*What is being asked*: Should the word "column" occur in a line of the records, copy that line.

*Items from a dataset*:
· · · ·

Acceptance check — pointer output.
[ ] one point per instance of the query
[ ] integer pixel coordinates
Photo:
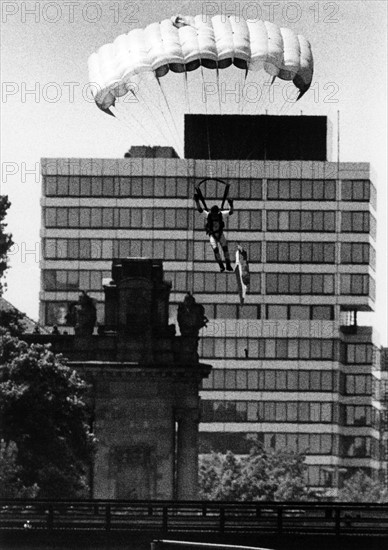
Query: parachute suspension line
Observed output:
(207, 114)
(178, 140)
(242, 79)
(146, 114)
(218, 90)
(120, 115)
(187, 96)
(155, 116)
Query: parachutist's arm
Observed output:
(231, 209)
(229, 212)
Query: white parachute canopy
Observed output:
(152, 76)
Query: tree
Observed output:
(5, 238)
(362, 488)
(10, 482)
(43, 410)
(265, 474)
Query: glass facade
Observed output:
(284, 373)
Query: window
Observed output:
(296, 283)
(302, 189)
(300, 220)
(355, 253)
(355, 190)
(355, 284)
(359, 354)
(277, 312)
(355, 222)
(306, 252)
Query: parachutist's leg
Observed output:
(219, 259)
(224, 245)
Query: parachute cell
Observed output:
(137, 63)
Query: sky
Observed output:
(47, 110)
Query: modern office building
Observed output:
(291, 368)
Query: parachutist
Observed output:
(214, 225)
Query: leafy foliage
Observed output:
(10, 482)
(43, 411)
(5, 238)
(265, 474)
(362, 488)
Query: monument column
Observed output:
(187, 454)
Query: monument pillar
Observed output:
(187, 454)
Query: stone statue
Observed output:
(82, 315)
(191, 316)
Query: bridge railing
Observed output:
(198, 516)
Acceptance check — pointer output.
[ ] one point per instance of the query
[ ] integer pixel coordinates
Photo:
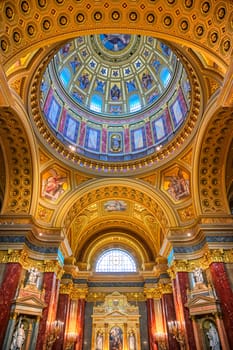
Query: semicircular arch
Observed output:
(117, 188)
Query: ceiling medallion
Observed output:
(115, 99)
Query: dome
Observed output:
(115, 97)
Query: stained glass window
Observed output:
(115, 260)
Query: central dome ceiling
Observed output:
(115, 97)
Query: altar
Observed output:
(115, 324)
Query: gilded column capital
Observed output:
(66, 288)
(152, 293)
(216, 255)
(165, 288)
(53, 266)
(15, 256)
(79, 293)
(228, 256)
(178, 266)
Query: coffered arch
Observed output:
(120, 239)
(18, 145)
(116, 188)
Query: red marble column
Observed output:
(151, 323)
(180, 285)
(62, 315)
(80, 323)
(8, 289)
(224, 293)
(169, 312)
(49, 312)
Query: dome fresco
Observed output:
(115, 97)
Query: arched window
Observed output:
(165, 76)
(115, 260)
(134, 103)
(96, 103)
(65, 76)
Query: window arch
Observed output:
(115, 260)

· · · ·

*Result*:
Query: monument column
Query: gilded column capital
Query: red marble column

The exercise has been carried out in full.